**YOUR TASK:**
Repeat exactly, and only, the lines from the one containing "Task: put a point on every instance of the wooden barn" through the end of the records.

# Start of DATA SHOWN

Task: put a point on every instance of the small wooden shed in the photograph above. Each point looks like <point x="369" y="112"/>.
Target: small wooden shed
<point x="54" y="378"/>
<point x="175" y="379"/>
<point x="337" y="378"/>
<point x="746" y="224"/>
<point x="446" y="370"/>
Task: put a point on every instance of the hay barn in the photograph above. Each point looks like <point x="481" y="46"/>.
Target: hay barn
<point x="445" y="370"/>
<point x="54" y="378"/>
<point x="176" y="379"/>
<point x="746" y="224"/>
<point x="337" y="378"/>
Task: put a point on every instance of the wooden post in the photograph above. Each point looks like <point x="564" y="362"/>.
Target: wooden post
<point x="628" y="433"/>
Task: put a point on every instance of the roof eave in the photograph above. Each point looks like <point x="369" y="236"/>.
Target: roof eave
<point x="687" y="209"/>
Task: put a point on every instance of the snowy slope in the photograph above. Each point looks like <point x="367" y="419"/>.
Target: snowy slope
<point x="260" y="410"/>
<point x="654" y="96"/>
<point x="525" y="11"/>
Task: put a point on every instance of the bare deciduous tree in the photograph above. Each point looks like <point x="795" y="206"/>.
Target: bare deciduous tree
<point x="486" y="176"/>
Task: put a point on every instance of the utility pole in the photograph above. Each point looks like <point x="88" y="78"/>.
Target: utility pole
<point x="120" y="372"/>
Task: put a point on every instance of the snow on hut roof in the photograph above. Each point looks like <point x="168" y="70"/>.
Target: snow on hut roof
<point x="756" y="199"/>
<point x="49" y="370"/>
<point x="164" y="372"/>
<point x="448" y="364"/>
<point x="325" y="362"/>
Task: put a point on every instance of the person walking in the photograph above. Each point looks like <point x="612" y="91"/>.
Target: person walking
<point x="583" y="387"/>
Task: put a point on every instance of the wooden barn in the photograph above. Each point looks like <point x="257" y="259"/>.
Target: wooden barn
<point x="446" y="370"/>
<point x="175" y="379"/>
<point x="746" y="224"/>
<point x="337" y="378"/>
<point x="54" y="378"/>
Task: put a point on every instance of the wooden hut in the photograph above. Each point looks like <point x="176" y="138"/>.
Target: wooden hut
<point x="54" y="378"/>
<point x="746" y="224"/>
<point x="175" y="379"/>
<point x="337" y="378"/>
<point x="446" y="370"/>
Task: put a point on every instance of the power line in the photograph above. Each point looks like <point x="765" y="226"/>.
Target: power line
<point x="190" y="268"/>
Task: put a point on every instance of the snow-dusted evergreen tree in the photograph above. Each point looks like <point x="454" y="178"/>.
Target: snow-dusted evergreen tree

# End of DATA SHOWN

**SOLUTION TO THE PROBLEM:**
Task: put a point on every instance of the wooden barn in the photograph above. Each point looks like <point x="257" y="259"/>.
Target: wooden barn
<point x="446" y="370"/>
<point x="175" y="379"/>
<point x="746" y="224"/>
<point x="337" y="378"/>
<point x="54" y="378"/>
Task: put a point on every instance of the wooden hut in the photograph above. Each point looks like <point x="176" y="138"/>.
Target: wooden hut
<point x="54" y="378"/>
<point x="746" y="224"/>
<point x="175" y="379"/>
<point x="337" y="378"/>
<point x="446" y="370"/>
Task: put a point on every instance of the power line in the photograph above. Each point looks like <point x="765" y="226"/>.
Target: power line
<point x="190" y="268"/>
Task: put a point on every instance of the snow-dusted evergreen tree in the photograph above. Each point looks like <point x="454" y="178"/>.
Target: snow-dusted evergreen tree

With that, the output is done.